**What the exercise asks**
For the entries below, the expected answer is the line with "Question. Indicate the asparagus bunch", the line with "Question. Indicate the cloth", and every line between them, exactly as written, and nothing more.

**Extracted records**
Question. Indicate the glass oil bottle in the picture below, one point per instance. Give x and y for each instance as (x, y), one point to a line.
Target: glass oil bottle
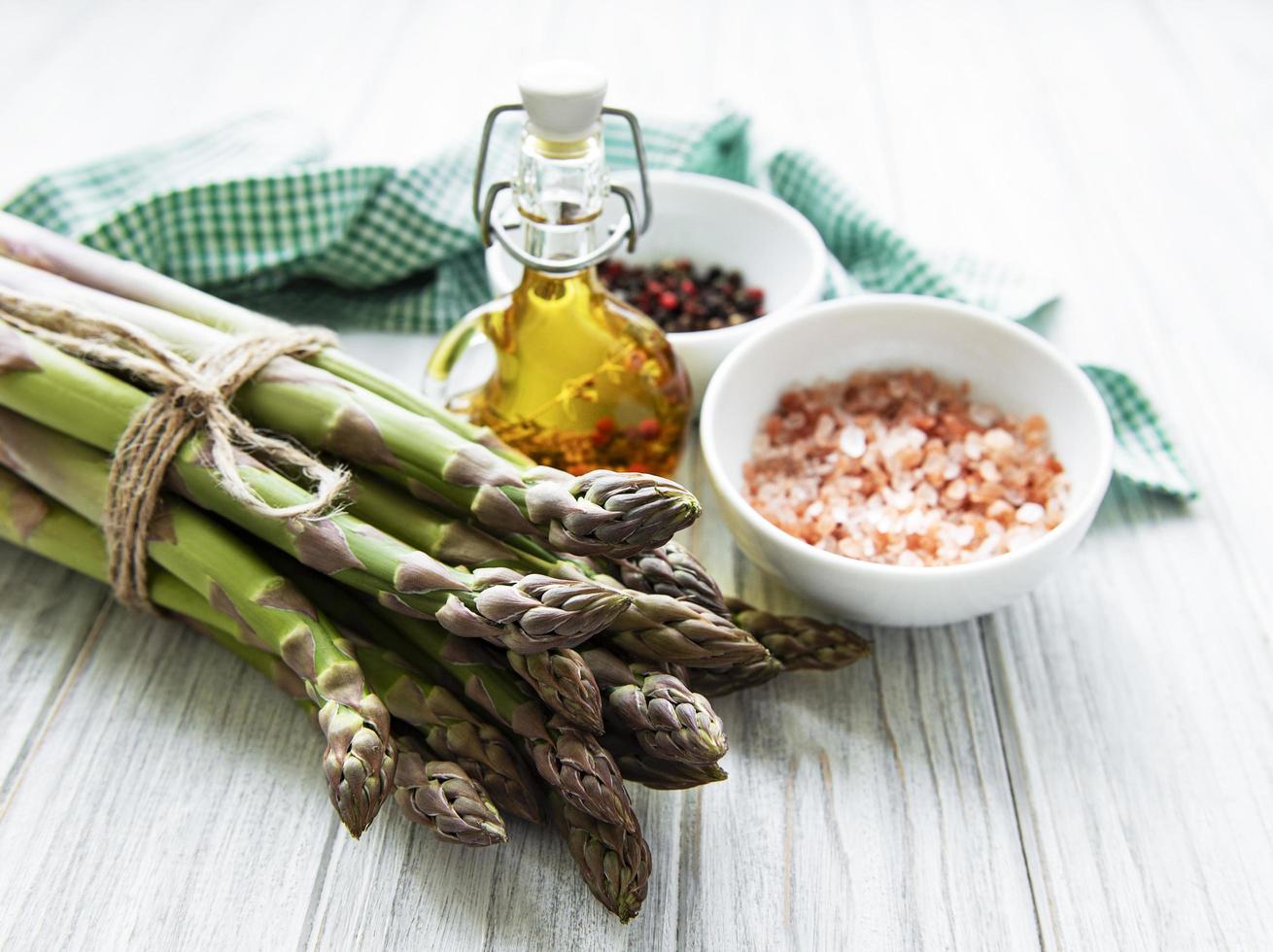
(578, 380)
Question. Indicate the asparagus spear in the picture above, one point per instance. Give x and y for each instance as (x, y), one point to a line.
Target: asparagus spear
(801, 643)
(717, 682)
(564, 682)
(559, 677)
(657, 772)
(434, 793)
(654, 627)
(521, 612)
(360, 759)
(615, 862)
(569, 760)
(672, 570)
(601, 512)
(666, 718)
(439, 795)
(566, 758)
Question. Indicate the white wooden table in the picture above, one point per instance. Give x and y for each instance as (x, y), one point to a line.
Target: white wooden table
(1091, 767)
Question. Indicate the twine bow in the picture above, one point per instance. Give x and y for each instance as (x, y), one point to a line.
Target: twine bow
(191, 397)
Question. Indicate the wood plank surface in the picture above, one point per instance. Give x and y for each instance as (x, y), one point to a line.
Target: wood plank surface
(1090, 767)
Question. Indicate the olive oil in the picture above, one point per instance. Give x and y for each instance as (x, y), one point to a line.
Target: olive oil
(582, 380)
(577, 378)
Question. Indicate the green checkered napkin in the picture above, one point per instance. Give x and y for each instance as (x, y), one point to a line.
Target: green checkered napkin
(254, 213)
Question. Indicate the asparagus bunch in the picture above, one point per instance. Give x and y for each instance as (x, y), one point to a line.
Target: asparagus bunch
(485, 634)
(265, 610)
(600, 512)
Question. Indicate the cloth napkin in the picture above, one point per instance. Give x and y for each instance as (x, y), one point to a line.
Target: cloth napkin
(255, 212)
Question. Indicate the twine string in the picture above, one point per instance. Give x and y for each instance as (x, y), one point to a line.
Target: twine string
(191, 397)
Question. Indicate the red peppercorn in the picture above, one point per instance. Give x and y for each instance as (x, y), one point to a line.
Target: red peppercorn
(680, 298)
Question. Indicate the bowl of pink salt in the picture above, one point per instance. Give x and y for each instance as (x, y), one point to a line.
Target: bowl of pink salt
(903, 459)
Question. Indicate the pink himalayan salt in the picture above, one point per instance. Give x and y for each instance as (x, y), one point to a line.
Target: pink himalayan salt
(899, 467)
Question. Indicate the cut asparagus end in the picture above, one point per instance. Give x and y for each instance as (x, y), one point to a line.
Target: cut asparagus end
(440, 796)
(360, 763)
(615, 862)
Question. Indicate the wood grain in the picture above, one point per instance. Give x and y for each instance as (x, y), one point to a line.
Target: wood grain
(1090, 767)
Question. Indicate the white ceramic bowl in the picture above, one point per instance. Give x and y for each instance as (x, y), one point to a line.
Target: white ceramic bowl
(1005, 364)
(714, 221)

**Your solution**
Question. Indicate the asparagus bunch in the picture above, one point per instance. Give x and y for each instance as (x, y), one point to a line.
Target: asparagus bunch
(485, 634)
(265, 610)
(600, 512)
Question. Indicate the cloth napkin in the picture above, one point per instance. Give x and y for each instance as (x, y), one point to a line.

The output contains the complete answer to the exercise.